**Supplied text:**
((

Epictetus, the Discourses as reported by Arrian, the Manual, and Fragments/Book 1/Chapter 28

CHAPTER XXVIII

That we ought not to be angry with men; and what are the little things and the great among men?

What is the reason that we assent to anything? The fact that it appears to us to be so. It is impossible, therefore, to assent to the thing that appears not to be so. Why? Because this is the nature of the intellect—to agree to what is true, to be dissatisfied with what is false, and to withhold judgement regarding what is uncertain. What is the proof of this? "Feel, if you can, that it is now night." That is impossible. "Put away the feeling that it is day." That is impossible. "Either feel or put away the feeling that the stars are even in number." That is impossible. When, therefore, a man assents to a falsehood, rest assured that it was not his wish to assent to it as false; "for every soul is unwillingly deprived of the truth," as Plato says[1]; 5it only seemed to him that the false was true. Well now, in the sphere of actions what have we corresponding to the true and the false here in the sphere of perceptions? Duty and what is contrary to duty, the profitable and the unprofitable, that which is appropriate to me and that which is not appropriate to me, and whatever is similar to these. "Cannot a man, then, think that something is profitable to him, and yet not choose it?" He cannot. How of her who says.

Now, now, I learn what horrors I intend:
But passion overmastereth sober thought?[2]

It is because the very gratification of her passion and the taking of vengeance on her husband she regards as more profitable than the saving of her children. "Yes, but she is deceived." Show her clearly that she is deceived, and she will not do it; but so long as you do not show it, what else has she to follow but that which appears to her to be true? Nothing. Why, then, are you angry with her, because the poor woman has gone astray in the greatest matters, and has been transformed from a human being into a viper? Why do you not, if anything, rather pity her? As we pity the blind and the halt, why do we not pity those who have been made blind and halt in their governing faculties?

))

**Records:**
((

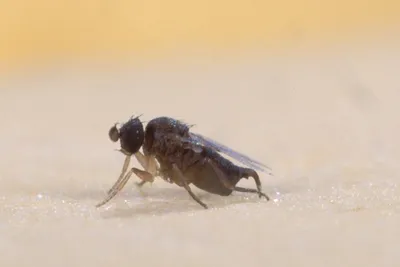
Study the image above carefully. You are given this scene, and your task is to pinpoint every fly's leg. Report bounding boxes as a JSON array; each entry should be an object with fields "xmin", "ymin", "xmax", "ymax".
[
  {"xmin": 107, "ymin": 155, "xmax": 131, "ymax": 194},
  {"xmin": 172, "ymin": 164, "xmax": 208, "ymax": 209},
  {"xmin": 208, "ymin": 159, "xmax": 269, "ymax": 200},
  {"xmin": 96, "ymin": 168, "xmax": 154, "ymax": 208},
  {"xmin": 135, "ymin": 151, "xmax": 159, "ymax": 188}
]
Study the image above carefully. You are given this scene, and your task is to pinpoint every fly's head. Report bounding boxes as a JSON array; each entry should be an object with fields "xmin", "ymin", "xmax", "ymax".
[{"xmin": 108, "ymin": 116, "xmax": 144, "ymax": 155}]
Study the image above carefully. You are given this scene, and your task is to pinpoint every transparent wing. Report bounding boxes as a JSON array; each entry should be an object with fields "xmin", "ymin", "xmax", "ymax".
[{"xmin": 190, "ymin": 133, "xmax": 272, "ymax": 174}]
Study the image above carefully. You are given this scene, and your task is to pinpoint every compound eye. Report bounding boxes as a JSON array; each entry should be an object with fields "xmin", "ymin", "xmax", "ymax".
[{"xmin": 108, "ymin": 124, "xmax": 119, "ymax": 142}]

))

**What is required:** Continue the Epictetus passage on not being angry with others, starting right after its final sentence.

**Expected answer:**
10Whoever, then, bears this clearly in mind, that the measure of man's every action is the impression of his senses (now this impression may be formed rightly or wrongly; if rightly, the man is blameless; if wrongly, the man himself pays the penalty; for it is impossible that the man who has gone astray, is one person, while the man who suffers is another[3]),—whoever remembers this, I say, will not be enraged at anyone, will not be angry with anyone, will not revile anyone, will not blame, nor hate, nor take offence at anyone. So you conclude that such great and terrible things have their origin in this—the impression of one's senses? In this and nothing else. The Iliad is nothing but a sense-impression and a poet's use of sense-impressions. There came to Alexander an impression to carry off the wife of Menelaus, and an impression came to Helen to follow him. Now if an impression had led Menelaus to feel that it was a gain to be deprived of such a wife, what would have happened? We should have lost not merely the Iliad, but the Odyssey as well.—Then do matters of such great import depend upon one that is so small:—But what do you mean by "matters of such great import"? Wars and factions and deaths of many men and destructions of cities? And what is there great in all this?—What, nothing great in this?15—Why, what is there great in the death of many oxen and many sheep and the burning and destruction of many nests of swallows or storks?—Is there any similarity between this and that?—A great similarity. Men's bodies perished in the one case, and bodies of oxen and sheep in the other. Petty dwellings of men were burned, and so were nests of storks. What is there great or dreadful about that? Or else show me in what respect a man's house and a stork's nest differ as a place of habitation.—Is there any similarity between a stork and a man?—What is that you say? As far as the body is concerned, a great similarity; except that the petty houses of men are made of beams and tiles and bricks, but the nest of a stork is made of sticks and clay.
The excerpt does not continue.